EXTRACT PROVIDED |
It also cancelled a visit by UN chief Ban Ki-moon after he accused Pyongyang of fuelling regional tensions.

Earlier this week, US secretary of state John Kerry condemned the North’s “provocative, destabilising and repressive actions”.

In violation of a UN ban, North Korea has long been testing long-range missiles.

Nearly two weeks ago, the communist state said it had successfully test-fired a submarine-launched ballistic missile (SLBM).

If confirmed, that would allow the deployment of nuclear weapons far beyond the Korean peninsula.

However, experts say, the hardest part of delivering a nuclear strike is shrinking a warhead to fit a missile.

Pyongyang’s powerful National Defence Commission (NDC) said it now had the means to do that, in an announcement certain to spark alarm not just in the US, South Korea and Japan, but also in China.

“It has been a long time since we began miniaturising and diversifying our means of nuclear strike,” the NDC said in a statement on the North’s official news agency.

“We have also reached the stage where the highest accuracy rate is guaranteed, not only for short- and medium-range missiles but long-range missiles as well.”

WRITTEN INSTRUCTION | Carry the news excerpt on North Korea's nuclear and missile claims forward from its final sentence.

Records contained in a dataset
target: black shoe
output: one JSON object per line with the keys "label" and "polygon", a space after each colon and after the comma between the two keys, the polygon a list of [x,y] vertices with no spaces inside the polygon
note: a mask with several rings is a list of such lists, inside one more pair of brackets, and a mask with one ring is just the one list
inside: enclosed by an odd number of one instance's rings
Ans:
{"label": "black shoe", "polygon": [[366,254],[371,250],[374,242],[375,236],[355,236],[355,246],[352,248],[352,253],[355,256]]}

REPLY |
Some analysts were skeptical about the SLBM claim and cautious too about the miniaturisation announcement.

“There are differences between their statements and their actual operational reality,” Daniel Pinkston, a senior researcher of the International Crisis Group, said.

“Some of it is bluster or exaggeration and maybe for internal audiences, and some of it is probably also for external audiences in an effort to test and to see if they can use systems for blackmail or coercion,” he said.

Cho Han-bum, an analyst at the Korea Institute for National Unification, said Pyongyang was “too cash-strapped” to perfect such intricate technology as miniaturising a warhead.

Mr Cho said North Korea’s young leader Kim, who chairs the NDC, may be having trouble keeping the military under control following the reported execution of his defence minister.

The NDC announcement came hours after Mr Ban said his invitation to visit the Kaesong industrial zone inside North Korea had been cancelled without explanation.

Had Thursday’s visit gone ahead, Mr Ban would have become the first UN secretary-general to set foot in the communist state for more than 20 years, since Boutros Boutros-Ghali in 1993.

“This decision by Pyongyang is deeply regrettable,” the UN chief, a former foreign minister of South Korea, said in Seoul.

“However, I as the secretary-general of the United Nations, will not spare any efforts to encourage the DPRK [North Korea] to work with the international community for peace and stability on the Korean peninsula and beyond.”

But Mr Kerry, visiting Seoul on Monday, warned that North Korea was doing everything to spurn such reconciliation as he condemned Mr Kim’s “egregious” leadership and “grotesque” executions of top officials.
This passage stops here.